What you have to do:
Which organizations are named in the passage about the nurses' strike below?

Passage for review:
● ● ● ● ●

Saturday they brought a coalition of supporters, including social justice activists and labor rights advocates, to picket outside the hospital as they have done many times now.

“In order for nurses to have the need to come out on the street and to be on strike, like, there's something wrong,” noted University of Massachusetts Young Democratic Socialists of America activist Tim Fay.

Nurses like Marlena Pellegrino, who has dedicated 35 years to the profession, said, "Their focus is not on patient care, it's on destroying our union rights.”

A demonstrator's sign at the rally.

Pellegrino was working at St. Vincent Hospital where she said the shortage of staff and resources was affecting nurses’ ability to care for patients and for themselves -- that prompted her and about 700 others to go on strike.

"We could've been back to work by now,” she noted.

The strike nearly ended a month ago before negotiations fell through due to a disagreement between the Massachusetts Nurses Association, which represents the nurses on strike, and Tenet Healthcare, which owns the hospital.

● ● ● ● ●

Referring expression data
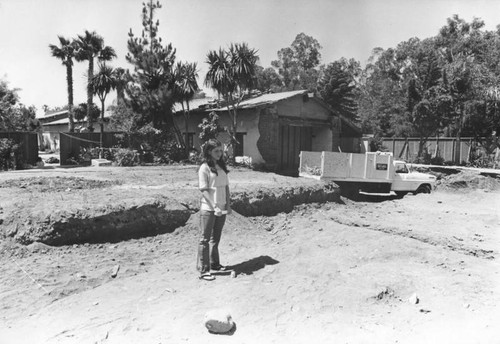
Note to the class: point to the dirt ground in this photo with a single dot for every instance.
(324, 273)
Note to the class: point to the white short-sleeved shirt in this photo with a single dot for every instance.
(215, 184)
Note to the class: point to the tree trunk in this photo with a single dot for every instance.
(69, 78)
(102, 128)
(90, 92)
(232, 131)
(458, 138)
(186, 126)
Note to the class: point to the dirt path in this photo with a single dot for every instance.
(338, 273)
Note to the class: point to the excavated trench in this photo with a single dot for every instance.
(131, 218)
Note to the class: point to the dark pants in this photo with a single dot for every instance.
(208, 248)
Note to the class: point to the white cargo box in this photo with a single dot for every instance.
(352, 167)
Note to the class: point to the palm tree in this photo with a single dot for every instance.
(102, 83)
(231, 73)
(122, 78)
(91, 46)
(185, 87)
(65, 52)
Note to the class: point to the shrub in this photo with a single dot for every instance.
(126, 157)
(88, 153)
(437, 160)
(10, 155)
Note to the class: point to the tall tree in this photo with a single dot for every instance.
(267, 80)
(232, 73)
(186, 86)
(102, 83)
(90, 47)
(66, 52)
(151, 90)
(337, 86)
(297, 64)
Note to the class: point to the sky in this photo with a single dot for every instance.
(344, 28)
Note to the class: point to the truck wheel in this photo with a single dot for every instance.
(423, 189)
(400, 194)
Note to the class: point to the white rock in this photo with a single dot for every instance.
(218, 321)
(413, 299)
(115, 271)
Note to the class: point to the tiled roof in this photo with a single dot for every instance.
(65, 120)
(266, 99)
(193, 104)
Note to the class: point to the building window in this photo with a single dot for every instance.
(238, 151)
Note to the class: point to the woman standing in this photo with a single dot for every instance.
(214, 186)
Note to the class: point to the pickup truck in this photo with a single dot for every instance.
(373, 172)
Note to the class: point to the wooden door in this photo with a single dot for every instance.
(293, 139)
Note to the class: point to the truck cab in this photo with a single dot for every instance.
(371, 172)
(405, 180)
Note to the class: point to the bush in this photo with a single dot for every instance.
(126, 157)
(89, 153)
(10, 155)
(437, 160)
(154, 145)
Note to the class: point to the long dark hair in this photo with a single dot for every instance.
(207, 158)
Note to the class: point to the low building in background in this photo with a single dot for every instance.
(273, 128)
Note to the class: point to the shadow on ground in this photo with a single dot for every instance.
(250, 266)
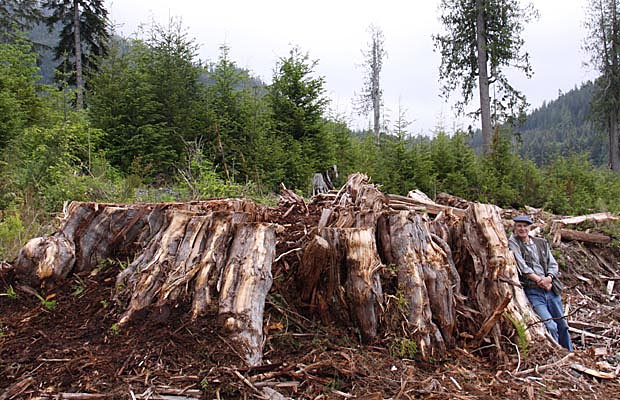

● ● ● ● ●

Task response:
- University of Massachusetts Young Democratic Socialists of America
- St. Vincent Hospital
- Massachusetts Nurses Association
- Tenet Healthcare